[THE EXERCISE]
Transcribe the entries below exactly; leave every image out.

[ROWS]
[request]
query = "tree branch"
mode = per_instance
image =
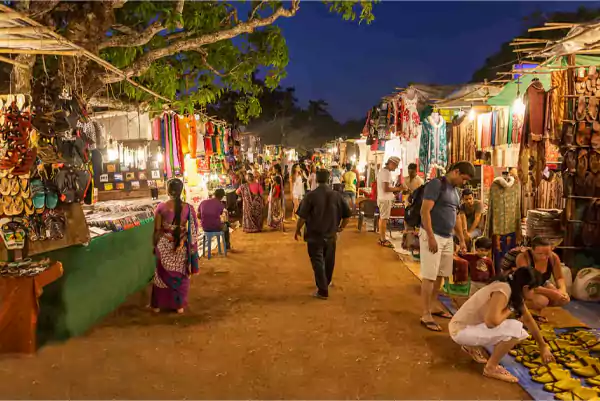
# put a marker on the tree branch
(179, 12)
(143, 63)
(137, 39)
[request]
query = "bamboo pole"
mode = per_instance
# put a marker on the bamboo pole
(83, 51)
(44, 52)
(13, 62)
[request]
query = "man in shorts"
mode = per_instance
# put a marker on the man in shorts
(385, 197)
(438, 222)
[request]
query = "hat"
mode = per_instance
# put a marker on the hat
(395, 160)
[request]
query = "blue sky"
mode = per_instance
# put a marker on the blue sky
(352, 66)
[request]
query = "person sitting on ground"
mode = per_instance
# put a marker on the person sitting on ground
(211, 212)
(470, 212)
(481, 267)
(541, 257)
(439, 211)
(413, 181)
(483, 321)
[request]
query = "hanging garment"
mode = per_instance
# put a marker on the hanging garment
(433, 150)
(557, 113)
(410, 115)
(504, 212)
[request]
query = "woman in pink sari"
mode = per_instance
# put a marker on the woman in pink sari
(252, 198)
(176, 249)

[FULL ANSWER]
[request]
query = "tree branch"
mode = per_instance
image =
# put a marker on the tree branch
(179, 12)
(143, 63)
(137, 39)
[request]
query = "bamboo pole"
mode = per_instance
# put a marker on the bamboo pole
(83, 51)
(44, 52)
(13, 62)
[request]
query = "man in shorts"
mode = per_instance
# put a marker on the man in shorts
(385, 197)
(438, 222)
[request]
query = "hat"
mode = per_instance
# put a marker on the hat
(395, 160)
[request]
query = "blue sky"
mode = per_instance
# put a marker on the blue sky
(352, 66)
[request]
query = "person sitting on ground"
mode = per_instance
# put a marker on the person sitting on ground
(211, 212)
(470, 212)
(481, 267)
(541, 257)
(439, 211)
(413, 181)
(483, 321)
[request]
query = "hanging garment"
mode = per_instance
# put a marker on the hanging garment
(433, 150)
(557, 113)
(410, 115)
(504, 212)
[request]
query = "woman in pink sari"
mode = per_instance
# put a marker on the woman in pink sari
(252, 198)
(176, 249)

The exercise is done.